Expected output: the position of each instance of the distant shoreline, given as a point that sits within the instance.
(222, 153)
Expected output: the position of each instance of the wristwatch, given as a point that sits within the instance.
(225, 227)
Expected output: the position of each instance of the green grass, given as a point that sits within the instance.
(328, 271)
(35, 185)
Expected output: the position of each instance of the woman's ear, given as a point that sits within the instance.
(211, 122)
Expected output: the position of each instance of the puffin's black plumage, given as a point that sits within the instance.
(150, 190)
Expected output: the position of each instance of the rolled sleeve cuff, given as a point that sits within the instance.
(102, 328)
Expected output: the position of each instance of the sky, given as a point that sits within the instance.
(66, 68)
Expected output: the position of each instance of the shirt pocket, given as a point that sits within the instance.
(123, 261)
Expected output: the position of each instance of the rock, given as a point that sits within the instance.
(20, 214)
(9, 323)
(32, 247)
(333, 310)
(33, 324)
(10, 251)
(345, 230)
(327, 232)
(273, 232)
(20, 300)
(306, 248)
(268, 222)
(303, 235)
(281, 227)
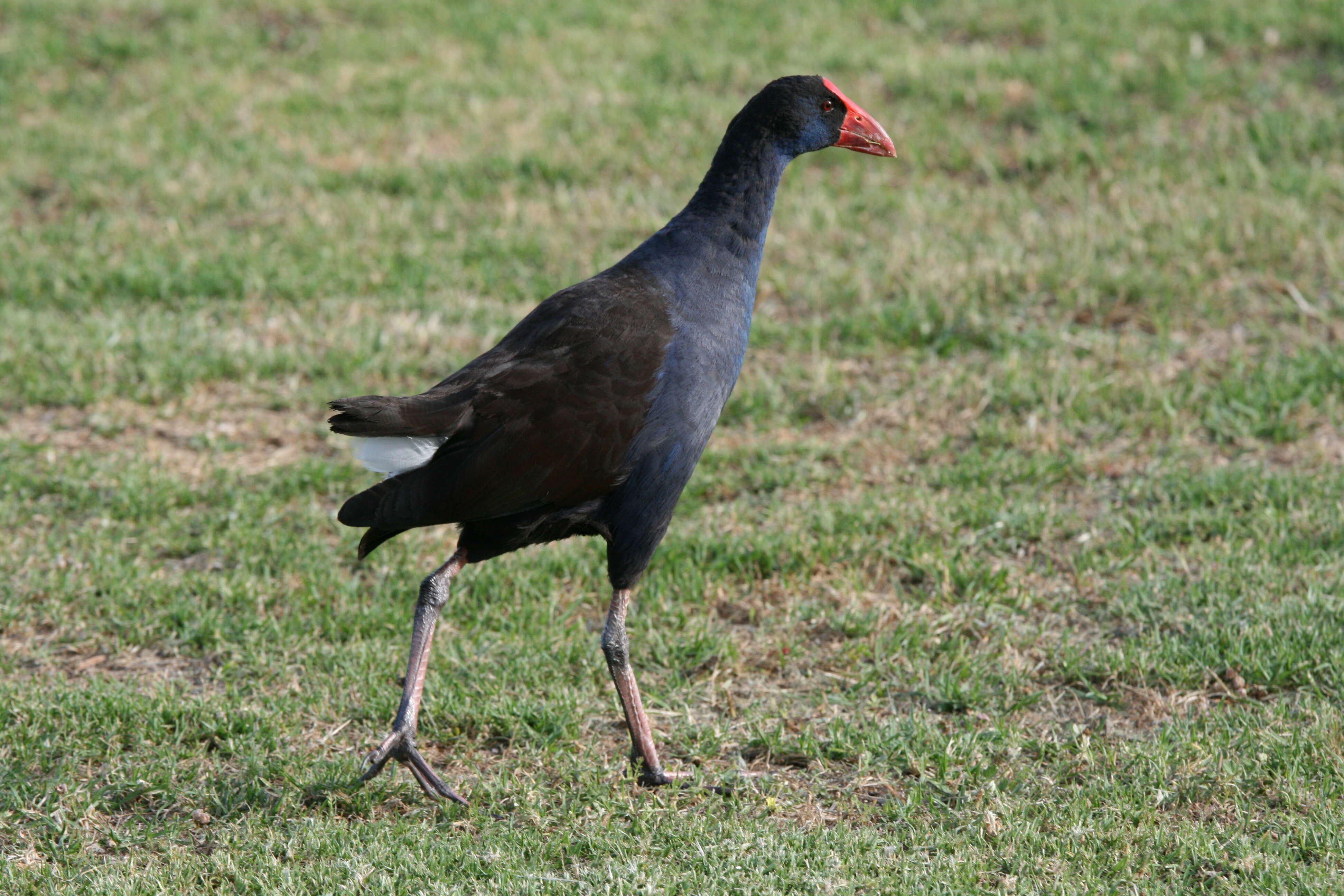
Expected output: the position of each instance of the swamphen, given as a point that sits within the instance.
(589, 417)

====================

GIVEN PROBLEM: Copy every one of the entries above word for word, but leave out the pictures.

RESPONSE:
Expected output: the position of each instance of the distant shoreline, given as a point that sits within the instance.
(222, 153)
Expected output: the position of each instance of the wristwatch, given as a point that sits within the instance.
(225, 227)
Expected output: the position of each instance of the green grass, given as a point that sits within the instance.
(328, 271)
(35, 185)
Expected output: the position of each instance of the woman's ear, given as a point that sits within the instance.
(211, 122)
Expected output: the position of each instance of the puffin's black plumage, given as a point that sits within the instance.
(150, 190)
Expected output: the position of each instance of the rolled sleeve cuff, given as a point that sits within the instance.
(102, 328)
Expected output: the position of each instance of the sky, given as a point that sits within the instance.
(66, 68)
Expected output: the position of each instance of the shirt pocket, given as a point that sits within the instance.
(123, 261)
Expected output: the position of each instance of the rock, given as a point that sits within the instance.
(20, 214)
(9, 323)
(32, 247)
(333, 310)
(33, 324)
(10, 251)
(345, 230)
(327, 232)
(273, 232)
(20, 300)
(306, 248)
(268, 222)
(303, 235)
(281, 227)
Expected output: the position of each instance of the swamphen, given as a point that sits within the instance.
(589, 417)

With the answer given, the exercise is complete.